Medellin is a MILE HIGH City (Just like Denver, Colorado) and features a tropical rainforest climate.  The average annual temperature is a perfect 72 degrees. Even though it’s situated near the equator, because of its altitude, it’s not as hot as other cities at the same latitude.   Temperatures range around 60° to 75º F.

“La Ciudad de la Eterna Primavera” or the City of Eternal Spring, Medellin is located in a valley with many districts called comunas on slopes where temperatures can be slightly cooler in the surrounding mountains.  The population is around 3 million people.

There are international flights daily from Miami and New York as well as Panama City and other important cities.

A metropolis that is pulsating with a lively and creative energy, Medellin is a beautiful city of contemporary high rise buildings surrounded by lush green hills and mountains and on Latin American banking, business tourism, conferences, medical tourism. Medellin is the headquarters for a huge insurance conglomerate Suramerican de Segures as well as Cementos Argos, a multinational cement company and Bancolombia, Colombia’s largest bank.   Medellin has been called the  the “Buenos Aires” of Colombia and Buenos Aires is known as the “Paris” of Latin America.

The inhabitants of Medellin as knows as Paisas, coming from the word paisano meaning fellow countryman which some suggest comes from the coffee growing regions.  The Paisa culture is entrepreneurial, hard-working, gracious and proud of their city.  They have good reason to be proud as Medellin boasts 40 museums, 20 public libraries, 21 public parks, 28 theaters, numerous churches and cathedrals and 30 universities.

The locals enjoy the weekends for picnics in the park or at their family finca, which literally translates to “farm”,   but refers to a vacation home, typically a second residence in a rural setting outside of the city.  In addition to the nightlife, pubs, and  dance clubs.  Paisas love music, soccer, poetry, bargaining in the markets and parties.

During the last decade the mayor and city administration has invested in public education, a metro system and libraries serving the poorer neighborhoods of the city, bringing pride and capital improvements to these barrios.


Some of the primary products are steel, textile, fashion design, construction, business, health, and tourism.   Energy production, food and beverage, pharmaceuticals, refined oil and flowers also play a role in the economy.


Overlooking the whole city of Medellin is a the Arvi Ecotourism Park, an area of about 40,000 acres, covering the village of Santa Elena.  There are trails, lakes, streams and forests for  hiking, kayaking, biking, camping, fishing, swimming, rowing, horseback riding, bird watching  and picnics.


Medellin is a democratic system as stated in the Constitution of 1991 in Colombia, with a decentralized government.  The Mayor of Medellin has significant power with evidence that at a significant portion of resources do appear to have been used for the general well-being of the local population.  There are departments for social mobility, urban culture, social development, education, resources, public works, environment, women and transportation.

# USING THE INFORMATION
(A) Name every company that the Medellin passage says has its headquarters in the city.
(B) What average annual temperature does the Medellin passage give for the city?
(C) Please repeat the part of the Medellin passage that opens with the words containing "The locals enjoy" and closes with "markets and parties.".

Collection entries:
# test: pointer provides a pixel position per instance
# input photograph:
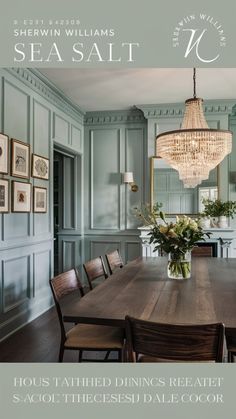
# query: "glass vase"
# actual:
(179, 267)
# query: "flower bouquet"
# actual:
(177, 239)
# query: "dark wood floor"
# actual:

--

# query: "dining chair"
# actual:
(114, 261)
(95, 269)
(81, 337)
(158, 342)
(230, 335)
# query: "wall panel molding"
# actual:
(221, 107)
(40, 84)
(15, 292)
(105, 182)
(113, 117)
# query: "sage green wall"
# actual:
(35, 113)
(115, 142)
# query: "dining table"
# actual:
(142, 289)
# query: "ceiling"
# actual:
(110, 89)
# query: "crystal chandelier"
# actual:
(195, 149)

* * *

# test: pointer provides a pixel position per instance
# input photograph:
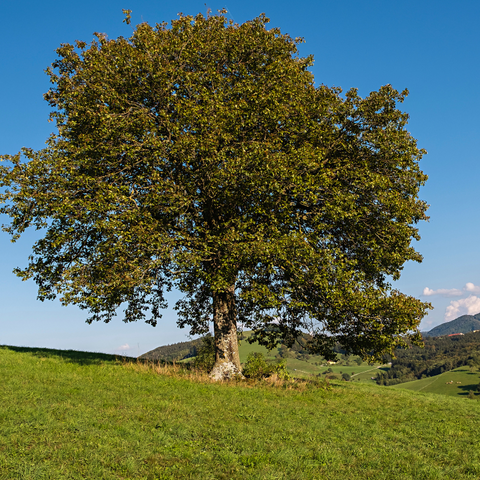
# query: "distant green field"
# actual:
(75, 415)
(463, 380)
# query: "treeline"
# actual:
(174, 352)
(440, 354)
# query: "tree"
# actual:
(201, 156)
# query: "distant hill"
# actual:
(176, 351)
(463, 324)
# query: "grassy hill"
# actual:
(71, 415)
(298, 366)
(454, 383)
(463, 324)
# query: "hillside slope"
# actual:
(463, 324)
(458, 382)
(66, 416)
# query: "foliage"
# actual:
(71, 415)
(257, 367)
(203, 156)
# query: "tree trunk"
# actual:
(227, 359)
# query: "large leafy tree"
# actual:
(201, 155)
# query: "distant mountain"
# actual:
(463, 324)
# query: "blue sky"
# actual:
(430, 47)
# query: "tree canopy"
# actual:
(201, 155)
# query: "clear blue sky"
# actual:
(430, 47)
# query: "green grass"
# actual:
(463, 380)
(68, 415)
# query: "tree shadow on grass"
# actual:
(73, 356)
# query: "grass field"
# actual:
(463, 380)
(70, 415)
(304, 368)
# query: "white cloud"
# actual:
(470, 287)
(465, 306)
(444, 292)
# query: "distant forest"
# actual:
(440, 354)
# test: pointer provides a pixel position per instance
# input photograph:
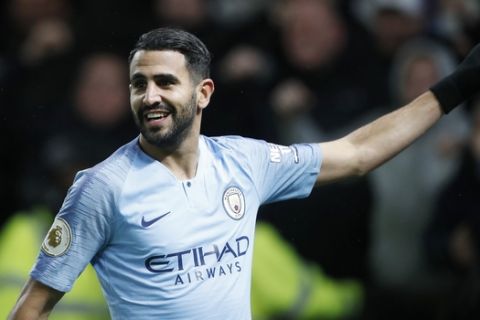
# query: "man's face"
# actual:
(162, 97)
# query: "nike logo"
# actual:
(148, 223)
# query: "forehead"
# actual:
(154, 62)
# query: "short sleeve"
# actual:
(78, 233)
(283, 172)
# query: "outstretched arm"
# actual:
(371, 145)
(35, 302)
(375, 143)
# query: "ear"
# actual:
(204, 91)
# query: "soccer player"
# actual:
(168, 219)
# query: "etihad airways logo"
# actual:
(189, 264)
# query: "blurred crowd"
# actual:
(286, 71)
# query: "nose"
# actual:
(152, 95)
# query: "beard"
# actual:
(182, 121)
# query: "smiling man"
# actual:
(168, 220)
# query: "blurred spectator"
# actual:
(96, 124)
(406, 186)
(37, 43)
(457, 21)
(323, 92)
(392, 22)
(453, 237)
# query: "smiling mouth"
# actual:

# RESULTS
(A) Suramerican de Segures, Cementos Argos, Bancolombia

(B) 72 degrees

(C)
The locals enjoy the weekends for picnics in the park or at their family finca, which literally translates to “farm”,   but refers to a vacation home, typically a second residence in a rural setting outside of the city.  In addition to the nightlife, pubs, and  dance clubs.  Paisas love music, soccer, poetry, bargaining in the markets and parties.